▶ [REQUIREMENTS] Copy out the data below without changes, starting at the line containing "Go ahead, prove it — where exactly is the round" and continuing through the end of the data.

Coordinate annotation data:
□ □ □ □ □ □ □

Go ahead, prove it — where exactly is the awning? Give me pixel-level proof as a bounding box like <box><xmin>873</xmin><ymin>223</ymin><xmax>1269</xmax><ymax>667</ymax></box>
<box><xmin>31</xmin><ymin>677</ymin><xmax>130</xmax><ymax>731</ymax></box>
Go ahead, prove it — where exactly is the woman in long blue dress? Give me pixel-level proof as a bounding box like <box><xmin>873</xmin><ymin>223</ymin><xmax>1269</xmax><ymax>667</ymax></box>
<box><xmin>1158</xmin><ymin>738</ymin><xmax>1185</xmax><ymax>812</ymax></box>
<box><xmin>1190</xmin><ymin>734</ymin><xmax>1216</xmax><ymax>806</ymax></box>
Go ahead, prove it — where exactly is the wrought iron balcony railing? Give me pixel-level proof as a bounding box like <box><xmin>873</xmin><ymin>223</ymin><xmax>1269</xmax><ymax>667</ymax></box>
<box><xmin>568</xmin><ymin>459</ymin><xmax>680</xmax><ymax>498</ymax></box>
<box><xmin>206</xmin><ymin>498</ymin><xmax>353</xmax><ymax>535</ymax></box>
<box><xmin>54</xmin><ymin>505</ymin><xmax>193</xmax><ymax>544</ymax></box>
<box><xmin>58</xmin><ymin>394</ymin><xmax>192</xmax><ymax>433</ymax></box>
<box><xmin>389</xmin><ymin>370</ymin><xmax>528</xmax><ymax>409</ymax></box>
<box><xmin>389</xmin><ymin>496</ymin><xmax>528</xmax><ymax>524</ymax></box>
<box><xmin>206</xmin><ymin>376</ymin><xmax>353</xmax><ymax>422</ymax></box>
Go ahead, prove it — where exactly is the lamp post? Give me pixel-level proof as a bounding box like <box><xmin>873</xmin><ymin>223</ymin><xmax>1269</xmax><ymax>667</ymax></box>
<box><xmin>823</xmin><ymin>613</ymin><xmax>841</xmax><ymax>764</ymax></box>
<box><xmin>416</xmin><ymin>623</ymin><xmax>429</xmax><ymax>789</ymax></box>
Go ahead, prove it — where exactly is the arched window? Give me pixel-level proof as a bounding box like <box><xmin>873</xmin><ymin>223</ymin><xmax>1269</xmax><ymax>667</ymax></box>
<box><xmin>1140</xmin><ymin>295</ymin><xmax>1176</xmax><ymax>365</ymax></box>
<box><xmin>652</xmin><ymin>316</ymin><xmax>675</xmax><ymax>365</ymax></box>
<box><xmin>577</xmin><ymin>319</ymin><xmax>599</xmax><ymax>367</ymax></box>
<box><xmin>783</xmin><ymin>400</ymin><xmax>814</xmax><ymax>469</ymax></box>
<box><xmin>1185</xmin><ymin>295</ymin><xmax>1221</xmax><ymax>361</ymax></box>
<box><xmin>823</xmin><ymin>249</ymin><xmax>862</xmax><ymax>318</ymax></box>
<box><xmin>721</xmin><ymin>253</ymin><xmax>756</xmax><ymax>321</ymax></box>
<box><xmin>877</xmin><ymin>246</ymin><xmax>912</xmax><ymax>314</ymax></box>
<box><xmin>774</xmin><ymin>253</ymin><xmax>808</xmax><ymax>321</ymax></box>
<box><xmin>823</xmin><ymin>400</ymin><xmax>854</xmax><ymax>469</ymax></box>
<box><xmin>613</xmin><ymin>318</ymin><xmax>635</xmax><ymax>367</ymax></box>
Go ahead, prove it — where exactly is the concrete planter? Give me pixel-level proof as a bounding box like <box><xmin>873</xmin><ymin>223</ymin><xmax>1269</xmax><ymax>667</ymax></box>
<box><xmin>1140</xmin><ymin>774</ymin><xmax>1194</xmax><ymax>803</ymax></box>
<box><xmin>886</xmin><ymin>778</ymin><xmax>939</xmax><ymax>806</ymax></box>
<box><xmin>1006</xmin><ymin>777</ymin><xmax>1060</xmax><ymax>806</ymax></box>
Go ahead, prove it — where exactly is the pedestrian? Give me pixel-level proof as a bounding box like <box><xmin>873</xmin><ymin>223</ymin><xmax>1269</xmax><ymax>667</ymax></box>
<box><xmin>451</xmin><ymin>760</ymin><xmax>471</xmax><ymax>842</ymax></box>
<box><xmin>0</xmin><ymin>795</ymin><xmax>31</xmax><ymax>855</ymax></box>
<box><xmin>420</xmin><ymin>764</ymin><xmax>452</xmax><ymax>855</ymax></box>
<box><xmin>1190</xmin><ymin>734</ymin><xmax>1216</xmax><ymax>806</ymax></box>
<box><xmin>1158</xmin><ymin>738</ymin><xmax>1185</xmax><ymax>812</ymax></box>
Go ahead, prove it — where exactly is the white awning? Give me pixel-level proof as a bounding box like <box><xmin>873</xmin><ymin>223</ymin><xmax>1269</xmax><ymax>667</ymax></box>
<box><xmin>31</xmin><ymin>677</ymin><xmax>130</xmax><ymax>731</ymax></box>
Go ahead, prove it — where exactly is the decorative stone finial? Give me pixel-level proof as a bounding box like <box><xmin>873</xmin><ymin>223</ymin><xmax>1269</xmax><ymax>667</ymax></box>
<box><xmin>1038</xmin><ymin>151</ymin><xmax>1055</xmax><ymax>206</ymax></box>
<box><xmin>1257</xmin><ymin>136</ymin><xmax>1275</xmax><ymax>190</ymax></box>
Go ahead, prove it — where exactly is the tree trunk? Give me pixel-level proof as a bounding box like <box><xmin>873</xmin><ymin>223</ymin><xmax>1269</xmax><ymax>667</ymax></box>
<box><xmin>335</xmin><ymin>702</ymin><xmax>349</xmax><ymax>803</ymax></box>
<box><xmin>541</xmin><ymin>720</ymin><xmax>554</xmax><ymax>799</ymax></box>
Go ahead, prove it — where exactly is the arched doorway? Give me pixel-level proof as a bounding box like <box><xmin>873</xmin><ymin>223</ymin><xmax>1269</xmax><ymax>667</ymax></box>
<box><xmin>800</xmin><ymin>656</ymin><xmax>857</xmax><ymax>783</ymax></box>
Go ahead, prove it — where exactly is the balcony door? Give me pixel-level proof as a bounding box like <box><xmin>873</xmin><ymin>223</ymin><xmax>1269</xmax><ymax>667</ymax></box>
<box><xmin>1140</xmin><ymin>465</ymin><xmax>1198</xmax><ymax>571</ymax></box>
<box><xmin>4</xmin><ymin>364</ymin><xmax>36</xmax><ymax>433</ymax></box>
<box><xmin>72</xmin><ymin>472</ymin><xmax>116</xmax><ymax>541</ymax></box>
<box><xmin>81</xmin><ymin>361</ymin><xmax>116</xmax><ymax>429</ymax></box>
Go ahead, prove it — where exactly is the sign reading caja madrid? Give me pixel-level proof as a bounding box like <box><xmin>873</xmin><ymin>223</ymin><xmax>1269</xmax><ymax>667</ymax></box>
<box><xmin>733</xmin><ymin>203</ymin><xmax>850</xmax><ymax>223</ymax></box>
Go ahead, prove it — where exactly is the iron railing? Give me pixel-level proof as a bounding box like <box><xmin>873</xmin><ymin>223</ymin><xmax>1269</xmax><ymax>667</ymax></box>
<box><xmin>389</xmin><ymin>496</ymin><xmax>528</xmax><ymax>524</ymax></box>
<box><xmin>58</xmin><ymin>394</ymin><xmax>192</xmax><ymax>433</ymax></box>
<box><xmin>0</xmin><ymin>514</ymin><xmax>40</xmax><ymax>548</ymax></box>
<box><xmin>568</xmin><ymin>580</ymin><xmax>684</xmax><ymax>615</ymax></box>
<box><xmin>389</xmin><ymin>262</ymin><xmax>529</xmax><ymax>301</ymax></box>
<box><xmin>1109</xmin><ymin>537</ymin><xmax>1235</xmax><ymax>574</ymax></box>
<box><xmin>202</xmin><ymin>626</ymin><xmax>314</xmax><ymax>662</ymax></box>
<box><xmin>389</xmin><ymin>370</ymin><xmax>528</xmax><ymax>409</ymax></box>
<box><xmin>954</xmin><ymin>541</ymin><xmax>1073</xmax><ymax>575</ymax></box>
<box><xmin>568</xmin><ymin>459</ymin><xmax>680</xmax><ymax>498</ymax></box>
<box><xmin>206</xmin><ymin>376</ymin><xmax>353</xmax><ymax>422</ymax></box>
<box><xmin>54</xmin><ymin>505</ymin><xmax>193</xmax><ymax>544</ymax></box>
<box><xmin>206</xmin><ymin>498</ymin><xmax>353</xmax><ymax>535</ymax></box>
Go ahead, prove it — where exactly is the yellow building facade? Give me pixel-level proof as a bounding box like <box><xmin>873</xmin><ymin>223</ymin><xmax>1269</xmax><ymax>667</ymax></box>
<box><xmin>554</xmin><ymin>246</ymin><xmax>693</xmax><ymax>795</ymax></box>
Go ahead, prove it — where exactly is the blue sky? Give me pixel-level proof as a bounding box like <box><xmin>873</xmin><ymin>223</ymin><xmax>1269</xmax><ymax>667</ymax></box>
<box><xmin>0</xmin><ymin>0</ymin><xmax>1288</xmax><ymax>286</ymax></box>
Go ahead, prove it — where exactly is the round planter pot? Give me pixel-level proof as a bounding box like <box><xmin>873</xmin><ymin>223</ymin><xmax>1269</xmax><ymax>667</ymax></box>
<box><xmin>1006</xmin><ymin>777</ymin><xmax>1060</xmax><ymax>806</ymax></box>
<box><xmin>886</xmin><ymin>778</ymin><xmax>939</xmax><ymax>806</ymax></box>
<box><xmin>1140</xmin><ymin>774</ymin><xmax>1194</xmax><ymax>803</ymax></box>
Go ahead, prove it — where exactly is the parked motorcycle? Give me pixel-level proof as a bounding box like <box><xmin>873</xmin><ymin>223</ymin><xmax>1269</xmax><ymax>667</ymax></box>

□ □ □ □ □ □ □

▶ [RESULT OF THE EXERCISE]
Go ahead, prove it — where exactly is the round planter pot? Give me pixel-level proof as a bounding box like <box><xmin>873</xmin><ymin>223</ymin><xmax>1269</xmax><ymax>667</ymax></box>
<box><xmin>1006</xmin><ymin>777</ymin><xmax>1060</xmax><ymax>806</ymax></box>
<box><xmin>886</xmin><ymin>778</ymin><xmax>939</xmax><ymax>806</ymax></box>
<box><xmin>1140</xmin><ymin>774</ymin><xmax>1194</xmax><ymax>803</ymax></box>
Go ahead, prove it — where exactly is the parked motorcycle? Give me pixel-level proof as a bounding box like <box><xmin>873</xmin><ymin>223</ymin><xmax>1269</xmax><ymax>667</ymax></box>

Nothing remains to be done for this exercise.